* START Document text *
# Cobia report.



## surf rat (Jun 30, 2004)

I took my kids tubeing/ Cobia fishing yesterday. We left Lynhaven about 10:00 . They wanted to get the fishing over with so they could tube. That's girls for you. By 10:30 I was looking at two fifty pounders. I threw an Eel at them and thay both went for it. My 15 year old landed it in about 30 min. Next we saw a pair that were around 50 and 75 pounds. My 7 year old was up so I had to pull the Eel away from the big girl so the smaller fish could get it. With a lot of help she had one about 55 to 60 lbs in the boat and they were ready to tube....On the trip to the tubing grounds I must have ran over 10 Cobia. I have no dought we could have caught a dozen Cobia yesterday. There is nothing like watching a big old Cobia roll an Eel.. On a side note the first one yesterday swallowed my pliers while I was trying to un hook it. I had to get them back after I cleaned it.


----------



## tylerhb (Mar 29, 2010)
* END Document text *
* START Provided records *
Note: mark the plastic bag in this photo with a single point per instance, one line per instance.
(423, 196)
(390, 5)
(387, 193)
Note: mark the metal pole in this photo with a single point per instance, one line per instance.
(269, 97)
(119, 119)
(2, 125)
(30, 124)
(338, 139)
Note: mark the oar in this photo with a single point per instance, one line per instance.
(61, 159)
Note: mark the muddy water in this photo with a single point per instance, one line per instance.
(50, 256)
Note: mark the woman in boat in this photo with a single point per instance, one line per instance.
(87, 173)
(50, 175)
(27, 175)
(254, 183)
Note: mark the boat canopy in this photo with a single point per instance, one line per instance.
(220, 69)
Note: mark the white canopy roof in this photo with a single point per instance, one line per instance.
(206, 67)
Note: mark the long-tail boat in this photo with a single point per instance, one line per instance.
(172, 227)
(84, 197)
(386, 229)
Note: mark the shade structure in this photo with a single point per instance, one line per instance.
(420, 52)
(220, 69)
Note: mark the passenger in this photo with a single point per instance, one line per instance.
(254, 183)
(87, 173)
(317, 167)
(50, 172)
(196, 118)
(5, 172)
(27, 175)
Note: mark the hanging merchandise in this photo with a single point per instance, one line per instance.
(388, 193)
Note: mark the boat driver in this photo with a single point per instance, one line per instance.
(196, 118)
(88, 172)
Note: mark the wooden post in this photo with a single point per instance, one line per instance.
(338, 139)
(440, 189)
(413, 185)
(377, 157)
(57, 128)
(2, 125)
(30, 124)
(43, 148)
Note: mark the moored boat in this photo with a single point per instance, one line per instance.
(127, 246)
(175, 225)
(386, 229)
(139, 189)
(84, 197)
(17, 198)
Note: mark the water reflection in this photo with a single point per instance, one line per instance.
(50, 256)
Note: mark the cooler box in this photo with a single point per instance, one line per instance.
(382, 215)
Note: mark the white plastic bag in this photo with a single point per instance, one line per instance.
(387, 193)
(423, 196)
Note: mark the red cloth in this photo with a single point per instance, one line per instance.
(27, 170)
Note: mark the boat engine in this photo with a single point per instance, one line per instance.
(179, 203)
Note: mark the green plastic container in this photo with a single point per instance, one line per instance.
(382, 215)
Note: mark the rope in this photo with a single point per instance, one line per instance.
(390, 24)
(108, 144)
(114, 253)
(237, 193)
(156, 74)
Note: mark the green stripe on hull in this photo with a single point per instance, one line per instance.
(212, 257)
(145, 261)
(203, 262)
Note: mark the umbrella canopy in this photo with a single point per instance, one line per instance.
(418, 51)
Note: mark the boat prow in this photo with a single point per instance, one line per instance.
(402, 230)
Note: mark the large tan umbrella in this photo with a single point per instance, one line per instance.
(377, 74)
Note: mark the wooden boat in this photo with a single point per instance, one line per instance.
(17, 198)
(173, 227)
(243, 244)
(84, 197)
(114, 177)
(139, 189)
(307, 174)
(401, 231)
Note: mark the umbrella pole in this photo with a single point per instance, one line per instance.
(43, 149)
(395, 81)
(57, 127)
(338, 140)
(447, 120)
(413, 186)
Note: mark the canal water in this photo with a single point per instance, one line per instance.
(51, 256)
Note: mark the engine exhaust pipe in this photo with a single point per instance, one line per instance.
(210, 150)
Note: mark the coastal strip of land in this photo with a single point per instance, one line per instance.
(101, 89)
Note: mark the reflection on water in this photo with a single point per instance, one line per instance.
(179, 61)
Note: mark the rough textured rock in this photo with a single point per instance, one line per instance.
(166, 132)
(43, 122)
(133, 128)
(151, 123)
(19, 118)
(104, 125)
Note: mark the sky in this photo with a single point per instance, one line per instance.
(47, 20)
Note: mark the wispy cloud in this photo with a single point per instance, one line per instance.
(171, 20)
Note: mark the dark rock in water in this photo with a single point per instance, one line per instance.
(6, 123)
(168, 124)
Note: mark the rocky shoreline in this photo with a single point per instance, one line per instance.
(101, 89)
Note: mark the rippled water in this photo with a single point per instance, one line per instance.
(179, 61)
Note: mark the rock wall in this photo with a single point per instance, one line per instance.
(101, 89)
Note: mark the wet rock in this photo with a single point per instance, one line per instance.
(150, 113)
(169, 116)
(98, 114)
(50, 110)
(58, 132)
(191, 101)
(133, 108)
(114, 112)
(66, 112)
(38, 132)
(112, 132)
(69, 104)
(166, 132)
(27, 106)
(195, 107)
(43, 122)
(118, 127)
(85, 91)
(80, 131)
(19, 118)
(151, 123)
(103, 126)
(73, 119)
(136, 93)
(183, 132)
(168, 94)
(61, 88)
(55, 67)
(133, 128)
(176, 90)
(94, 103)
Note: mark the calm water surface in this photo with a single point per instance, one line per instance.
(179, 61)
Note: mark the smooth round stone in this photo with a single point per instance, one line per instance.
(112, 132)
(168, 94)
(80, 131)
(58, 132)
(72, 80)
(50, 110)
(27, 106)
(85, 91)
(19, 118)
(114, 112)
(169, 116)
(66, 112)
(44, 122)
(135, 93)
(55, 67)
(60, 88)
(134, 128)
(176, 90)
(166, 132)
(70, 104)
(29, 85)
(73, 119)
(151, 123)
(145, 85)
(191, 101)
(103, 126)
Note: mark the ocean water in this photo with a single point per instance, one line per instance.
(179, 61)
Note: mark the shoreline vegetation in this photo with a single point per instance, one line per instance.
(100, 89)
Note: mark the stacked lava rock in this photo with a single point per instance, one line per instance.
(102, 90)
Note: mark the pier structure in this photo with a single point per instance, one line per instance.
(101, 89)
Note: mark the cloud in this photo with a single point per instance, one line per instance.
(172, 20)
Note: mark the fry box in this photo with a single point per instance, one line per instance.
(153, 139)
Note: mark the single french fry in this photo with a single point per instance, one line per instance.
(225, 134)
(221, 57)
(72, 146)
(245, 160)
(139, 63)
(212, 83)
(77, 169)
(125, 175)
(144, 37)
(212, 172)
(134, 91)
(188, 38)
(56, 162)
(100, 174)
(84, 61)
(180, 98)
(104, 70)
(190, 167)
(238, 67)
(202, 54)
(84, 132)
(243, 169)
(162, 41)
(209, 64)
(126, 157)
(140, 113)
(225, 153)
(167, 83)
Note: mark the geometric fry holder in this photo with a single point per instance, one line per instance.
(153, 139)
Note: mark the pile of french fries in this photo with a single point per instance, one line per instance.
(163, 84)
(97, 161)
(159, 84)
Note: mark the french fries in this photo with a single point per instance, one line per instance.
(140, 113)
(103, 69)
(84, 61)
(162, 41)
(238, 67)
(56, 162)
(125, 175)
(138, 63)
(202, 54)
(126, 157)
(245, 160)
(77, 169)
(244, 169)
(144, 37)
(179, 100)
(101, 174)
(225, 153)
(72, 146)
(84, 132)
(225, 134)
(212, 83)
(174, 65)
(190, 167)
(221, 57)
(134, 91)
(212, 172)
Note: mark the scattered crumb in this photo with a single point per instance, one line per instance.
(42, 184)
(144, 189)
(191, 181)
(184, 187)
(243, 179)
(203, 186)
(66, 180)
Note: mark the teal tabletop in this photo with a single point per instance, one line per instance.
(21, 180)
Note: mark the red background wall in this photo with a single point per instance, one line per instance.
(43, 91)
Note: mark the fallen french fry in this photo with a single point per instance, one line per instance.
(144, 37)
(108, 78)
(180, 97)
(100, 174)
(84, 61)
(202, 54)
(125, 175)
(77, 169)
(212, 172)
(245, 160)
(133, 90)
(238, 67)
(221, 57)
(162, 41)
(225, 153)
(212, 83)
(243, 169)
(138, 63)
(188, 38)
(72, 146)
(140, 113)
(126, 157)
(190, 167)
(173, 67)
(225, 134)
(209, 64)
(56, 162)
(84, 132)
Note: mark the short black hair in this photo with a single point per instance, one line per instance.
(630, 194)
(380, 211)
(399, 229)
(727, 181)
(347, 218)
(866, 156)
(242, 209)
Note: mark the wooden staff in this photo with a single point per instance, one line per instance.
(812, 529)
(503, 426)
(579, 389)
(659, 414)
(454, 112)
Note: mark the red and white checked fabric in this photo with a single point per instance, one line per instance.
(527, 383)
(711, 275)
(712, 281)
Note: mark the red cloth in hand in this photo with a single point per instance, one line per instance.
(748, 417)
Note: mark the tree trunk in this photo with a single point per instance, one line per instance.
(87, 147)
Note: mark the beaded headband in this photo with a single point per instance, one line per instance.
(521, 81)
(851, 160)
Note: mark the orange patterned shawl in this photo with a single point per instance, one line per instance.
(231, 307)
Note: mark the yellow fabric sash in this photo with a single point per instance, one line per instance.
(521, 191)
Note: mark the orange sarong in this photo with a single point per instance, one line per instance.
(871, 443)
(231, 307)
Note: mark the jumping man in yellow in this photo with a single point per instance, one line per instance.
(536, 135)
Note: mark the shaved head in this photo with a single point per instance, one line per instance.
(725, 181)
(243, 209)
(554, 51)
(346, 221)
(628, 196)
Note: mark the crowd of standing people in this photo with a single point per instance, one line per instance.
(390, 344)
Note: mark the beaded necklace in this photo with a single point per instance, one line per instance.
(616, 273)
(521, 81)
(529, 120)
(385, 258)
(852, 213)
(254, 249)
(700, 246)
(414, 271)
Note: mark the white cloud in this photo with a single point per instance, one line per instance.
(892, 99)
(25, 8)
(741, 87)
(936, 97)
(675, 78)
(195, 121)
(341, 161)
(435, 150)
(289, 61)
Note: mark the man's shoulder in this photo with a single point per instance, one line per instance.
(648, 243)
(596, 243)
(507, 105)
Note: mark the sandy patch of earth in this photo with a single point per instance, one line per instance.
* END Provided records *
*The tasks:*
1) In the cobia fishing thread, what did the first cobia swallow while it was being unhooked?
2) Carry on the cobia fishing thread from the point where it stops.

*Answers to the exercise:*
1) The poster's pliers.

2)
Where were you sight fishing at. Fished all day today and only saw one fish on the CY buoy. talked to others that didnt see a fish all day around the 4th island/high rise area all the way to the york channel. we did manage to get a keeper flounded and two nice spanish though


----------



## fishnuttz (Jun 27, 2008)

Very nice way to get the kids hooked into fishing.. Good report.. Thanks


----------



## surf rat (Jun 30, 2004)

*Location*

Tide lines in the middle bay.


----------



## Cdog (Mar 18, 2002)

Perty work Rat, one of these days I am gonna get out there with you.


----------



## RuddeDogg (Mar 20, 2004)

Awesome. Great work.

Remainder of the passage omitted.